--- PASSAGE SHOWN Enclosed Below ---
THE country’s leading DNA experts have warned that Britain’s justice system will take a ‘backward step’ if the Forensic Science Service closes.

The service, which employs 160 people at its Chorley base, loses £2million a month and the Government has announced an ‘orderly wind-down’.

The Chorley facility was already scheduled for a March 2011 closure, but staff hoping to relocate to other sites were dealt a blow earlier this month.

The FSS will run out of money in January and is planned for full closure by March 2012, according to the Home Office, with the loss of 1,600 jobs.

In a letter to The Times newspaper, 33 leading forensic scientists claimed the free market would not provide more expensive forms of analysis crucial to police investigations.

The Chorley base at Washington Hall, Euxton, has helped crack high profile local and national cases.
--- End of Enclosed PASSAGE SHOWN ---
--- DATASET Enclosed Below ---
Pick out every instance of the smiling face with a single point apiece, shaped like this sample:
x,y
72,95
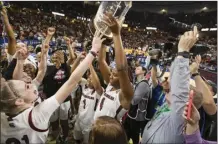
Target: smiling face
x,y
25,94
21,45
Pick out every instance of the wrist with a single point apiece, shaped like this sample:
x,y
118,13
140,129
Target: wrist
x,y
182,50
20,61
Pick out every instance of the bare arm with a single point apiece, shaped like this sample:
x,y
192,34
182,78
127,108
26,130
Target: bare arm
x,y
95,81
104,68
10,33
43,64
71,49
122,68
76,76
126,93
18,71
154,76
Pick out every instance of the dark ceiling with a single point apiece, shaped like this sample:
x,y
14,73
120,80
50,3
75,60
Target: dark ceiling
x,y
174,6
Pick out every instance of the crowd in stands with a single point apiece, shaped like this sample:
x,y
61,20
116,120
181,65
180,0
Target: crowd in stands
x,y
56,88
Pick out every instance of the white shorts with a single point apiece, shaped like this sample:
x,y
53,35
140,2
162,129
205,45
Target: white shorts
x,y
61,112
81,131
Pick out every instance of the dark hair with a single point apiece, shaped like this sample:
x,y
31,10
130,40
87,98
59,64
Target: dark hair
x,y
107,130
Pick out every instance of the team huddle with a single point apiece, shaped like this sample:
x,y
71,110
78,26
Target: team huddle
x,y
39,101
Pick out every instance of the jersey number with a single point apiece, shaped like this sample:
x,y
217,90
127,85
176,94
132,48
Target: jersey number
x,y
84,102
102,103
16,141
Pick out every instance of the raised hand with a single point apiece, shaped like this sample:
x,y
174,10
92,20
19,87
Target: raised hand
x,y
22,54
112,23
195,65
67,40
4,12
51,31
97,41
188,40
45,49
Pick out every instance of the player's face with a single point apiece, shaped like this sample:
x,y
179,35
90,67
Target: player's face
x,y
139,71
20,46
90,85
26,78
114,79
30,70
29,92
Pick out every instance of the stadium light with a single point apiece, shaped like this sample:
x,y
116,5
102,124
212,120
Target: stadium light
x,y
151,28
205,29
56,13
213,29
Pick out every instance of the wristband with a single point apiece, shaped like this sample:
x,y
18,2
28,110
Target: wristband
x,y
93,53
195,74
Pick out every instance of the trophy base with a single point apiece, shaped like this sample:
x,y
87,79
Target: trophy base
x,y
92,28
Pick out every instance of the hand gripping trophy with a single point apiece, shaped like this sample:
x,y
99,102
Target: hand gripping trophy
x,y
118,9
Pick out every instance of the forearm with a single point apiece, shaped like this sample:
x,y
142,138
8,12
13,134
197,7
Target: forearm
x,y
102,54
11,38
71,52
120,57
208,101
47,39
75,77
18,71
154,76
95,79
75,64
42,68
191,129
180,76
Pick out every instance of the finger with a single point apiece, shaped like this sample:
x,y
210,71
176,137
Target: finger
x,y
186,34
191,33
103,39
102,34
195,31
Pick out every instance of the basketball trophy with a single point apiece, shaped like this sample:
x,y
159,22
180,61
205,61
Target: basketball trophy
x,y
118,9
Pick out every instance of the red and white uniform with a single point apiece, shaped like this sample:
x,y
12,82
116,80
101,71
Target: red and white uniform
x,y
88,104
30,126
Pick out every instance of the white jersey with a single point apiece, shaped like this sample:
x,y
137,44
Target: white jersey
x,y
29,126
109,104
88,104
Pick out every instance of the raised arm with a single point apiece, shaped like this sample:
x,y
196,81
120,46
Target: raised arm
x,y
154,76
77,61
104,68
50,33
121,62
18,71
10,33
71,49
95,81
76,76
43,64
208,101
180,74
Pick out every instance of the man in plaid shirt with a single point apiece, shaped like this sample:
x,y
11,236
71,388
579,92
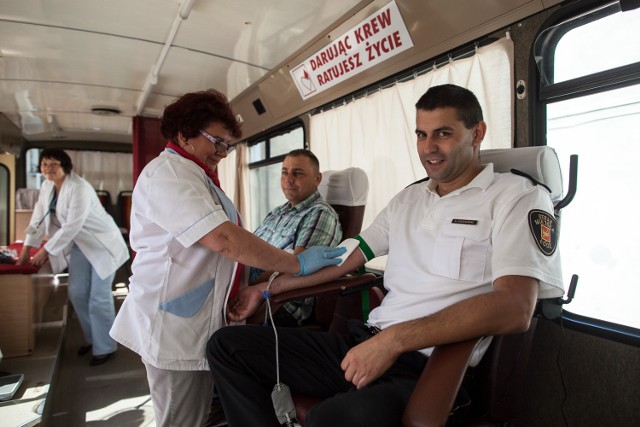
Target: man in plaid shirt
x,y
305,220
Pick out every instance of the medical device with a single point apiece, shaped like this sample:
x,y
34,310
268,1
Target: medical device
x,y
281,395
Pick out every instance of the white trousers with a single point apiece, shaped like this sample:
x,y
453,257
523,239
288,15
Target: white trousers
x,y
180,398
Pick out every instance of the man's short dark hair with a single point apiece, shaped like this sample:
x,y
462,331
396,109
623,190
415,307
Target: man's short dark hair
x,y
305,153
452,96
59,155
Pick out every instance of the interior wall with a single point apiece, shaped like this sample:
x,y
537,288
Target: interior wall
x,y
580,378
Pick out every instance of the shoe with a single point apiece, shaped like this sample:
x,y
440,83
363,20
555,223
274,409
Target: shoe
x,y
99,360
84,349
216,415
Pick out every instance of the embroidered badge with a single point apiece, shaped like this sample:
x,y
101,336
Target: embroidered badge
x,y
544,229
464,221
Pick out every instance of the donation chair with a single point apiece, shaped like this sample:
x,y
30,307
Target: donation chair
x,y
346,191
496,384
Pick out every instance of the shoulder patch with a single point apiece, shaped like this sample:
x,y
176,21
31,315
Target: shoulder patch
x,y
544,229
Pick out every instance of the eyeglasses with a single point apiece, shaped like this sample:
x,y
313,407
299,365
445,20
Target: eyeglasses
x,y
219,143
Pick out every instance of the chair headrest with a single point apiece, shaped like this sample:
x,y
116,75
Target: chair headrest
x,y
348,187
541,163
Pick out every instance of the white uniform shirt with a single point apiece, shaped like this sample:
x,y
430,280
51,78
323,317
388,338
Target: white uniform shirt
x,y
178,288
82,220
446,249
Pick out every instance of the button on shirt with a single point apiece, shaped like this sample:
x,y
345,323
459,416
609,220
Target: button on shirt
x,y
313,222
--- End of Enclosed DATASET ---
* WORK INSTRUCTION 1
Using the Forensic Science Service article, decide whether each statement agrees with it: (a) The Chorley base employs 160 people. (b) The letter to The Times was signed by 23 forensic scientists. (c) The service loses £2million a month. For each, give yes or no with the deciding words from the article, quoted.
* WORK INSTRUCTION 2
Write the next part of the article on the Forensic Science Service's closure, starting after its last sentence.
The lines have nothing to do with the article about the Forensic Science Service.

* EXERCISE ANSWER 1
(a) Yes: "employs 160 people at its Chorley base"
(b) No: "33 leading forensic scientists"
(c) Yes: "loses £2million a month"

* EXERCISE ANSWER 2
FSS scientists in Chorley helped convict the killers of Sophie Lancaster.

Their work also proved that the mother of abducted schoolgirl Shannon Matthews had been drugging her before her alleged kidnap.

The letter, coordinated by Professor Niels Morling, president of the International Society for Forensic Genetics, called for the Government to reverse its decision and said the proposed breakup has been met with ‘disbelief and dismay’ around the world.

It was signed by Professor Sir Alec Jeffreys, who pioneered DNA fingerprinting, a technique credited with revolutionising criminal investigation in the 1980s.